The study of the LysM-RLK gene family in other plants also shows the response of these genes to fungal and bacterial pathogens. A study of transcriptome data has shown that the expression of wheat LysM-RLK genes is induced in response to Flg22 and chitin. Therefore, these genes are involved in wheat resistance to fungal and bacterial pathogens [40]. In Citrus sinensis, the expression of LYK genes have increased in response to Xanthomonas citri, the Citrus bacterial canker (CBC) causing plant bacterial pathogen, and the salicylic acid (SA), methyl jasmonate (MeJA), and abscisic acid (ABA) hormones. Accordingly, there is a link between the LYK genes, the ABA, SA, and MeJA signaling pathways, and CBC resistance [17]. Fusarium graminearum (Fg), the causative agent of Fusarium head blight (FHB), induces the expression of BdLYK2, BdLYK3, and BdLYK4 genes in Brachypodium distachyon. On the other hand, the expression of BdLYP1 and BdLYP4 genes has decreased in response to this pathogen. The function of these genes seems to be similar to the Arabidopsis AtLYP2 and AtLYP3 genes, which are involved in responding to bacterial pathogens [78]. Although these results can confirm the specificity of LYP genes to bacterial PGN, in rice, LYP4 and LYP6 genes are dual-functional and can respond simultaneously to fungal chitin and PGN [115]. The present study also showed that BnLYP6 gene expression is induced in response to fungal pathogens. On the other hand, molecular docking analysis showed that BnLYP6 has a high affinity for chitin, which indicates the role of this gene in responding to fungal pathogens in B. napus. These results together indicate the different functions of LysM-RLK genes in the response of plants to bacterial and fungal pathogens as well as abiotic stresses [116].

__PROVIDED MATERIAL__.

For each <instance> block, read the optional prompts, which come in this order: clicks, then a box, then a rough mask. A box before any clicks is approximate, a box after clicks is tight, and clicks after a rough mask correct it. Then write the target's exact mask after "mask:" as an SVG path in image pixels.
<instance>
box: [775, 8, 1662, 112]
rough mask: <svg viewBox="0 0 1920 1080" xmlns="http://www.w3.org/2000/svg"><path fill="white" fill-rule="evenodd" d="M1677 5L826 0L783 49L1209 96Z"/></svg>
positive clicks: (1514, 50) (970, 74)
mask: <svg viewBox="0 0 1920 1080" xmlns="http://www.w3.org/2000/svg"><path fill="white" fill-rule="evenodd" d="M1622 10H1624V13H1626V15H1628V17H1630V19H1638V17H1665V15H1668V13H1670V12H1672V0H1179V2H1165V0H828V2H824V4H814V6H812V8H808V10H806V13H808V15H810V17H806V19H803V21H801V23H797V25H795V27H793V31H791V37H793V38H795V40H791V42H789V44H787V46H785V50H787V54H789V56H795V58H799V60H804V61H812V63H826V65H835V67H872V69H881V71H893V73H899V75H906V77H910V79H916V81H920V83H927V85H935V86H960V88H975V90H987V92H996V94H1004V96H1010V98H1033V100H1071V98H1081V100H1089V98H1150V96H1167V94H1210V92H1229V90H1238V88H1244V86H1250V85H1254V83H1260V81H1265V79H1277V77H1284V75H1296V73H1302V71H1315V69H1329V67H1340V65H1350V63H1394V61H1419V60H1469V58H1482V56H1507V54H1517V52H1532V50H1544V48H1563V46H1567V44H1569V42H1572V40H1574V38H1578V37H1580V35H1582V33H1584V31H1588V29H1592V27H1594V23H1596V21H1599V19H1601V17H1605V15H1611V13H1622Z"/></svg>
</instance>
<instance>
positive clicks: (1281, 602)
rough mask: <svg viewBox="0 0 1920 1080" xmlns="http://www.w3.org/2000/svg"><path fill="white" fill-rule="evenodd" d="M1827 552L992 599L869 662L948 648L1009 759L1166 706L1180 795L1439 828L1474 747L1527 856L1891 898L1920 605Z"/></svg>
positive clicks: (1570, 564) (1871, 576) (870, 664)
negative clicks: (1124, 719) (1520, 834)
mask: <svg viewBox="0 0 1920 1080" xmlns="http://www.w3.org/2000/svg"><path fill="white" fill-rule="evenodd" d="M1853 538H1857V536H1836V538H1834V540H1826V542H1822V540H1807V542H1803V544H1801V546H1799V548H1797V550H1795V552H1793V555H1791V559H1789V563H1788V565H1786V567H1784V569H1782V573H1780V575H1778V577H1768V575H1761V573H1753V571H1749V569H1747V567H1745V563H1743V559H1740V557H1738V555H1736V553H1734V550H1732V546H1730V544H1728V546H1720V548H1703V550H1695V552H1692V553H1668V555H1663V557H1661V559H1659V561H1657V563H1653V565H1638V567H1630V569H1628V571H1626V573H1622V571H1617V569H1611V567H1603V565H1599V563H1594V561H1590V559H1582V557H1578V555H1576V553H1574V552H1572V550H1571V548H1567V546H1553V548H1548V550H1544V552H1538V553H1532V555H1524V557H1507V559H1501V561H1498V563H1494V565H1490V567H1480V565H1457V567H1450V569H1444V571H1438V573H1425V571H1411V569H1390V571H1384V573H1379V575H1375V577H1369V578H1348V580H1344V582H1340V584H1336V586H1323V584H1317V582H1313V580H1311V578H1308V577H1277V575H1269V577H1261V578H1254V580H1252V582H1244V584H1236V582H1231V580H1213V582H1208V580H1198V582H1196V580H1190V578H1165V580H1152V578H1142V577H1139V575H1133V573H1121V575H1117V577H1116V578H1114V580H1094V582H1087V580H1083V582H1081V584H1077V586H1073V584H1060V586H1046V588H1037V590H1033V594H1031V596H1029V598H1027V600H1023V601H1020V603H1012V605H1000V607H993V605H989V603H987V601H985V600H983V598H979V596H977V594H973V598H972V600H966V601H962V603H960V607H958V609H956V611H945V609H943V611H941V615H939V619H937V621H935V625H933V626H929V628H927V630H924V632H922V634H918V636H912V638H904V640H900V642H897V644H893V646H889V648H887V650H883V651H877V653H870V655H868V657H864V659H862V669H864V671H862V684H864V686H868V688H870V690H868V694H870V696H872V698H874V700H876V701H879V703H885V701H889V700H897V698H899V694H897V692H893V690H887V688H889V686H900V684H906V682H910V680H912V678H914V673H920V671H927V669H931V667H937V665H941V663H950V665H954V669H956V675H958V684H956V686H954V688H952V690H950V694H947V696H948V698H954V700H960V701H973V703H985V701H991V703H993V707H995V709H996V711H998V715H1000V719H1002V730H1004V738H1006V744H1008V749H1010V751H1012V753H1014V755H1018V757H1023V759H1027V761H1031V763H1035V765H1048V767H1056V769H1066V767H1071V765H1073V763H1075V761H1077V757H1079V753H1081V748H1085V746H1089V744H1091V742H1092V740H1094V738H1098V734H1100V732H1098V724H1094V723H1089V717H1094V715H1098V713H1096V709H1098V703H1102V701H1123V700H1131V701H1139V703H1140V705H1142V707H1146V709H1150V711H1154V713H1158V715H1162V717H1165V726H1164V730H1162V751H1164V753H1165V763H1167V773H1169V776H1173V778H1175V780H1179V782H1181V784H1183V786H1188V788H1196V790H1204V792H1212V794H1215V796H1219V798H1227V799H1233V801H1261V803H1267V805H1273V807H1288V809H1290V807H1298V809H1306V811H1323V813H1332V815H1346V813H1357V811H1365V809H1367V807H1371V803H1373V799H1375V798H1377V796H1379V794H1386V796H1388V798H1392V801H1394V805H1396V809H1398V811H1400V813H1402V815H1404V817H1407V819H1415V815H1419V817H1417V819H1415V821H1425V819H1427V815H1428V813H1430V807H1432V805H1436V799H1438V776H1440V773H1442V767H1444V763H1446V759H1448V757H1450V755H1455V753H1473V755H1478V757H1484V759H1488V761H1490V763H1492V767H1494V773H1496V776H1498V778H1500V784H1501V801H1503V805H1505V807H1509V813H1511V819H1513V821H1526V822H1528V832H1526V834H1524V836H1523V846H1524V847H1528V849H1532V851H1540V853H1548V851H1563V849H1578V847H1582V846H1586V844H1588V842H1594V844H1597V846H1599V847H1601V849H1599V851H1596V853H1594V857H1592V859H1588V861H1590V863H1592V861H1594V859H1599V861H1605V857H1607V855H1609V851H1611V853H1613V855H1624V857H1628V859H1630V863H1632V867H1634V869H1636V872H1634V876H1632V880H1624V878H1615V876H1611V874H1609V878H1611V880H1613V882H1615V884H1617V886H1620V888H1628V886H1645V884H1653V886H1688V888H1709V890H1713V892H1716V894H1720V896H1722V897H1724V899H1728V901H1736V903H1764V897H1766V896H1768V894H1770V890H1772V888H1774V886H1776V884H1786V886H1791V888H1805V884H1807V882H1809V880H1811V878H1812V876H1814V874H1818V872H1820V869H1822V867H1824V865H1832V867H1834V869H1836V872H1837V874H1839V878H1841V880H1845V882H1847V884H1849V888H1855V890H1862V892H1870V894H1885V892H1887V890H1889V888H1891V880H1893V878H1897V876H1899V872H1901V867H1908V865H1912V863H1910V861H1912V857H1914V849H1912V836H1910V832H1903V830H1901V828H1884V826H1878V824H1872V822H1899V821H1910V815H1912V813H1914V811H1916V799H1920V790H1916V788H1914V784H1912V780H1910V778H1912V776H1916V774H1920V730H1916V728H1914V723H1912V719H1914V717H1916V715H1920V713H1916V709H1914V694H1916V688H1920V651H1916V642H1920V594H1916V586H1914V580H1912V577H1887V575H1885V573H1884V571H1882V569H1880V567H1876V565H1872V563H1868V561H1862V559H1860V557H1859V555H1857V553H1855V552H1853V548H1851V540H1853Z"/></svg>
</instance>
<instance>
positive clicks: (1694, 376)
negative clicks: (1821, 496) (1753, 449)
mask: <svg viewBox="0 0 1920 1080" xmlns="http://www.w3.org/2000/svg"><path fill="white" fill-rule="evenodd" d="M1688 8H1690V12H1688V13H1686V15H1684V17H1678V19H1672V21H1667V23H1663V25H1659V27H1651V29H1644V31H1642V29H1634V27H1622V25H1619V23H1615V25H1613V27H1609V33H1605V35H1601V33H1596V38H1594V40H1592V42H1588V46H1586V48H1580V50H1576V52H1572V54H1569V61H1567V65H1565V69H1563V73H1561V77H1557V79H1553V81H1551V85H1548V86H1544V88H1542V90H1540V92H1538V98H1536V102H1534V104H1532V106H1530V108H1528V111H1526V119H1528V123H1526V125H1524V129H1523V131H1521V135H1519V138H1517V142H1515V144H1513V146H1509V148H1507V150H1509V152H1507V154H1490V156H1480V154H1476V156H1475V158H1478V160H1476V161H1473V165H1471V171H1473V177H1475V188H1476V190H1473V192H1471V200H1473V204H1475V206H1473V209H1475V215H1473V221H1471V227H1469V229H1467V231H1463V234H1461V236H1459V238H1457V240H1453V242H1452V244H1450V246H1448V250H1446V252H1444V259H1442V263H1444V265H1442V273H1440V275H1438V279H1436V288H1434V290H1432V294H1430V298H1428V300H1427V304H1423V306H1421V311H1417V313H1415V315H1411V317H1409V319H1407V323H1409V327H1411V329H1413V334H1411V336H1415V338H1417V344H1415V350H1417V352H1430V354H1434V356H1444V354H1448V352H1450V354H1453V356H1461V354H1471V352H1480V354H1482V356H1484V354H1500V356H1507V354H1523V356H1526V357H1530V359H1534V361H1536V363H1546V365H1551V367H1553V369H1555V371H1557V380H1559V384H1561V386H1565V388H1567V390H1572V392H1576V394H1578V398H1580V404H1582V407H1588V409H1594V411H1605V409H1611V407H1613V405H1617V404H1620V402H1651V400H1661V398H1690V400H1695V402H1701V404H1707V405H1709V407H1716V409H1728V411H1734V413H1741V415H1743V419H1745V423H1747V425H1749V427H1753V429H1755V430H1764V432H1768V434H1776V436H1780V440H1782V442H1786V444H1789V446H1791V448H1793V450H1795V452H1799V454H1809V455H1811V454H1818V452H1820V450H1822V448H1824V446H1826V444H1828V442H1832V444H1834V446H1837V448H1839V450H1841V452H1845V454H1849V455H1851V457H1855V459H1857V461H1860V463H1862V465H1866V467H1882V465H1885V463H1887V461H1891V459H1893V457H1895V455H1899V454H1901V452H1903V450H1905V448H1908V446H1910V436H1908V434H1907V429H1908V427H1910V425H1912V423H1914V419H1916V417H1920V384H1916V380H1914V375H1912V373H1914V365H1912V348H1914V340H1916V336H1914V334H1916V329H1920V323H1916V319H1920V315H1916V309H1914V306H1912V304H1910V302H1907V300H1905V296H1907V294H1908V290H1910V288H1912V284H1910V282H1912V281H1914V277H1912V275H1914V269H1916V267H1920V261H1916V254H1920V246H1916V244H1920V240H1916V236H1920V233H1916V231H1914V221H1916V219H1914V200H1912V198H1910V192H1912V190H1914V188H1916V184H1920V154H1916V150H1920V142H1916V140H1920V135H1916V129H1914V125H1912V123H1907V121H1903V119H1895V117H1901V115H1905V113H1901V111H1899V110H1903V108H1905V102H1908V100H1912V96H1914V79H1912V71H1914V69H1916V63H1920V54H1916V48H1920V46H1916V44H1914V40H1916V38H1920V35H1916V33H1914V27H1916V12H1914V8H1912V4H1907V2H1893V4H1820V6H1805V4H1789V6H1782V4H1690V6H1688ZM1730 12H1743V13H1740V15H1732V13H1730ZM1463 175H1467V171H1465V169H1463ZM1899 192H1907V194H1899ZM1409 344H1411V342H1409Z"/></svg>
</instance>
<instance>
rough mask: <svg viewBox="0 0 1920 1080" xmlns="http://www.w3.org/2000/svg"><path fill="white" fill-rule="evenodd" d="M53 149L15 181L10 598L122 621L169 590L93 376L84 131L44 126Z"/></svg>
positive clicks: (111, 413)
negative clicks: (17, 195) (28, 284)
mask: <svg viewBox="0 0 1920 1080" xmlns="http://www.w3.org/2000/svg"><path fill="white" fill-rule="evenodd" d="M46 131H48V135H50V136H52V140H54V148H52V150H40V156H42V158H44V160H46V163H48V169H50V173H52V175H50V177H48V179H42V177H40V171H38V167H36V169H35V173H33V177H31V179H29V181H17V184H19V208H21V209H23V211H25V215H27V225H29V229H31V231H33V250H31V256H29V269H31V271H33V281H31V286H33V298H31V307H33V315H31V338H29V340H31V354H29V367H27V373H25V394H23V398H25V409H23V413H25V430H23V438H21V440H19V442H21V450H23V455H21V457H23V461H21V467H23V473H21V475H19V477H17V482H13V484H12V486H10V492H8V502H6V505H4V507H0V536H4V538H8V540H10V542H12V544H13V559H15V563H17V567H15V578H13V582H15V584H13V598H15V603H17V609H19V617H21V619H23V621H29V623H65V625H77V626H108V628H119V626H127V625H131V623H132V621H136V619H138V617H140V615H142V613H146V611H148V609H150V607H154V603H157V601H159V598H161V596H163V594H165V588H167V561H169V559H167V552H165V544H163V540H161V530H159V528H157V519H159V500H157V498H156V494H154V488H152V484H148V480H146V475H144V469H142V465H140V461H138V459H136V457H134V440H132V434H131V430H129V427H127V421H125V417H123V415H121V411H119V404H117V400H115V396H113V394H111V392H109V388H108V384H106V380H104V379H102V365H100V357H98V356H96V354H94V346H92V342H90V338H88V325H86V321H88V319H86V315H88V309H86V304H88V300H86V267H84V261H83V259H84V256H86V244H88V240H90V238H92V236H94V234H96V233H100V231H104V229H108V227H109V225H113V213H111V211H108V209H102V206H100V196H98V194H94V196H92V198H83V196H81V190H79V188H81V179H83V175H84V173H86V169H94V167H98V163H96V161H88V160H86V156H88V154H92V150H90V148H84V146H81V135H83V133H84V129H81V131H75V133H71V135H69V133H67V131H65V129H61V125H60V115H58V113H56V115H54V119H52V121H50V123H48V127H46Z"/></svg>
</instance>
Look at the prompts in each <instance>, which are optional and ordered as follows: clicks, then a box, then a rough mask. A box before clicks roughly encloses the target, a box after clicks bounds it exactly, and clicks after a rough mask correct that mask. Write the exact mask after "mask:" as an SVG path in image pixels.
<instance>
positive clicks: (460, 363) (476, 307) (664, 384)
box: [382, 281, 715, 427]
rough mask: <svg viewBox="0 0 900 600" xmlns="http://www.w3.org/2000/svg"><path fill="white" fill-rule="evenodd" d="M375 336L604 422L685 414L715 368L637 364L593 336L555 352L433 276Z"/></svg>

__EXERCISE OBJECTIVE__. Continue the passage about LysM-RLK genes and plant responses to pathogens, starting after its final sentence.

__RESPONSE BOX__.
CUB can represent the origin of a gene and can be utilized as a theoretical model for analyzing gene evolution and function [117]. The amount of ENC varies between 20 to 61, and the higher the ENC value, the weaker the CUB. The ENC of the Brassica LysM-RLKs ranged from 48.97 to 59.64, indicating that the codons of this family are not affected by strong codon bias and there are various synonymous codons [118]. The CAI index varies from 0 to 1, which is typically applied to measure expression levels [119]. According to the CAI index (0.221-0.2621), the expression efficiency of the BnLysM-RLKs is almost low. Although the codon preference of highly expressed genes is stronger with a higher CAI and lower NC values, low-expression genes have more rare codons, resulting in a lower CAI and a higher NC. For instance, BnLYP6 showed increased expression in response to biotic stresses with almost larger CAI and relatively lower NC. The optimal codon frequency is represented by the FOP and CBI indices, which range from 0 to 1 and -1 to 1, respectively. Based on the results of the FOP and CBI, the frequency of optimum codons in this gene family was low. The majority of Brassica LysM-RLKs showed a GC content of more than 0.5, implying that Brassica LysM-RLKs have obvious preference for GC. 69.69% of Brassica LysM-RLKs demonstrated a GC3s value greater than 0.5, indicating that G/C end codons are preferred.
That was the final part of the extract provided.